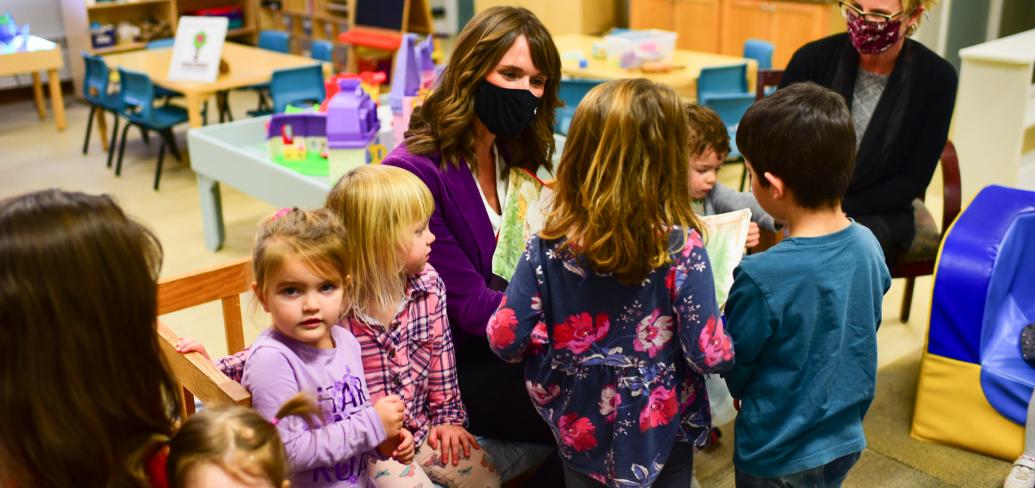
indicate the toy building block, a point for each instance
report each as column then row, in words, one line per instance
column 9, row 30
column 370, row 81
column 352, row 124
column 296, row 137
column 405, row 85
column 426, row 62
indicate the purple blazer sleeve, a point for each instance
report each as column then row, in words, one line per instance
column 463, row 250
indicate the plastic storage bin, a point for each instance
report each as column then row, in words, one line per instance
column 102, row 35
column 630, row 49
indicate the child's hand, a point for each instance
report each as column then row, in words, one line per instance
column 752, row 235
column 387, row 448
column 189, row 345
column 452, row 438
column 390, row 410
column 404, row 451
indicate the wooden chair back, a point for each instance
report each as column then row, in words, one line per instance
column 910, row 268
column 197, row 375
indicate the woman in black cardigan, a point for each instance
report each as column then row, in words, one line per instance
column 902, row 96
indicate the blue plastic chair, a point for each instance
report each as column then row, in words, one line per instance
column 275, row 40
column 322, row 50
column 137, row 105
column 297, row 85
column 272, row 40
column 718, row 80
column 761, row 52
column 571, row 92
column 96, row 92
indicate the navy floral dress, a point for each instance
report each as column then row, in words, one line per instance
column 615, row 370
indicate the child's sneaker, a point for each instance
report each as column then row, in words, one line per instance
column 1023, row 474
...
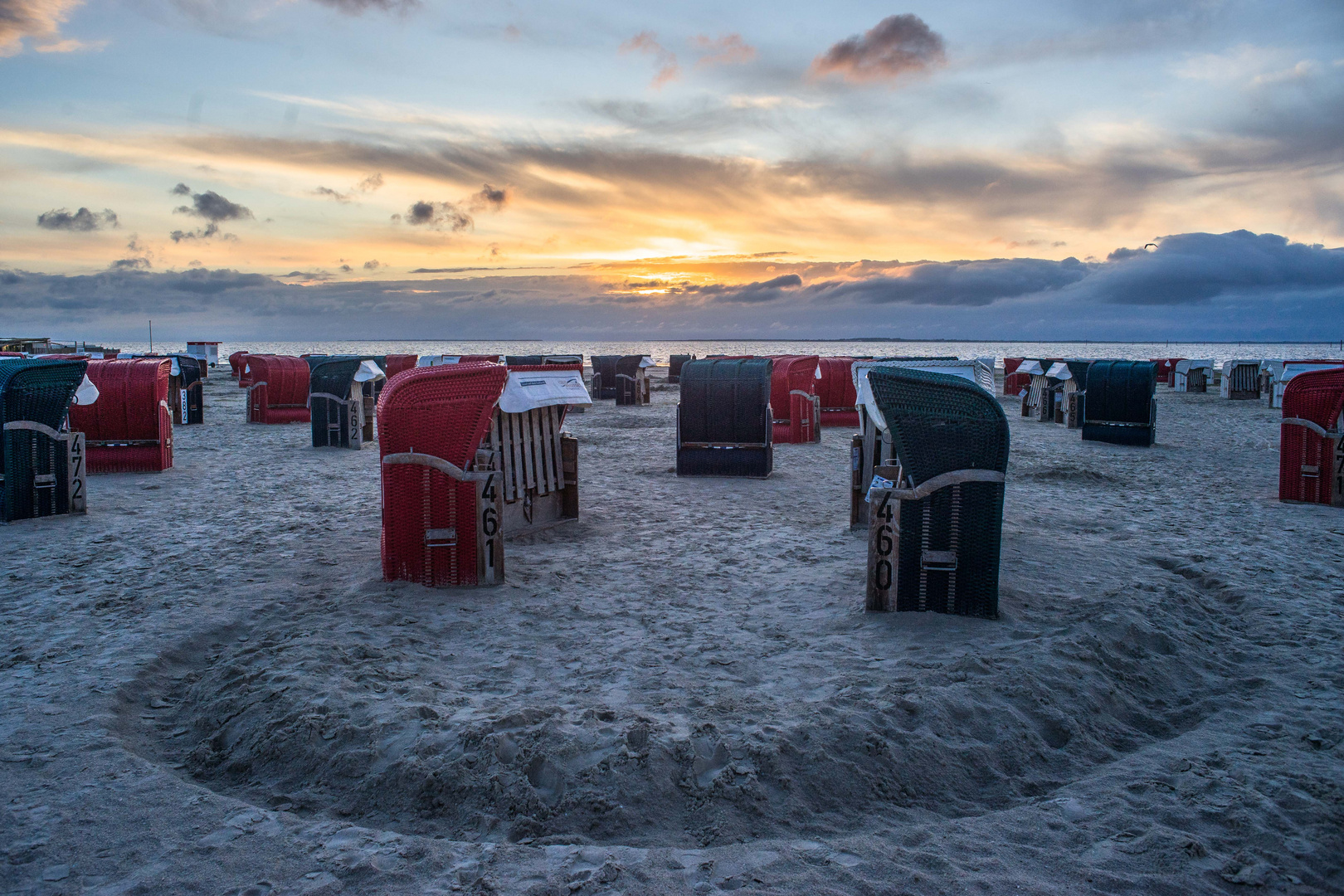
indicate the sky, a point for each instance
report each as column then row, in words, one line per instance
* * *
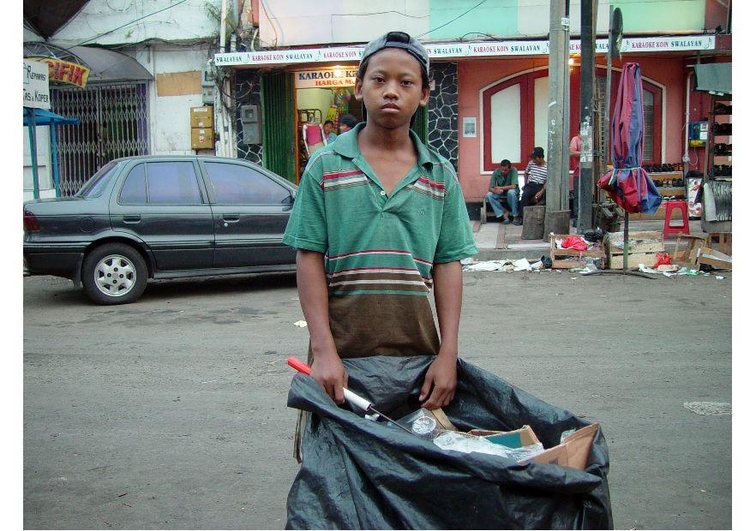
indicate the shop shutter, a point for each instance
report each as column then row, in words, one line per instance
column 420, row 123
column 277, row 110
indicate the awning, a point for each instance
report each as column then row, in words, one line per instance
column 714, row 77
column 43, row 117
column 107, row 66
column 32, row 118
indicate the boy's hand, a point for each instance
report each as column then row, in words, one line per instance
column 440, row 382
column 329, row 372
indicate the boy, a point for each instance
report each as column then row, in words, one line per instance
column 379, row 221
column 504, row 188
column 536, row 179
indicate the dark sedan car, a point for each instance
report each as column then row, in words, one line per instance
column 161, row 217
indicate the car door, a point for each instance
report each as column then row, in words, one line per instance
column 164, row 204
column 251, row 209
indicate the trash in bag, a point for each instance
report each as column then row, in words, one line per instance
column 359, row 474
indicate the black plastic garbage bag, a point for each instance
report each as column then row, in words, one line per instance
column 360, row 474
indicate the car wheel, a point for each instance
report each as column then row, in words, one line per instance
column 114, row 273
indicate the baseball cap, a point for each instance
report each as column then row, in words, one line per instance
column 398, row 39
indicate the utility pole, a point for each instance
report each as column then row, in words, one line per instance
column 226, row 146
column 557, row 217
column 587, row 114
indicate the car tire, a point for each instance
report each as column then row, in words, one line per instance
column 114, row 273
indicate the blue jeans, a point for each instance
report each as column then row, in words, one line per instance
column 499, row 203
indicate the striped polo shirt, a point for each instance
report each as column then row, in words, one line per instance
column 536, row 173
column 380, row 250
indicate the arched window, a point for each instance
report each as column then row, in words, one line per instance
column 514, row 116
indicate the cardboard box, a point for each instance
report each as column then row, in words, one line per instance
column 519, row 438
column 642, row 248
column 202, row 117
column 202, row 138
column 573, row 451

**Work instructions**
Copy out the entries above word for word, from the line with "indicate the awning, a" up to and including the line with "column 32, row 118".

**Task response**
indicate the awning, a point for each instance
report each as column then row, in words, one line per instance
column 714, row 77
column 43, row 117
column 107, row 66
column 32, row 118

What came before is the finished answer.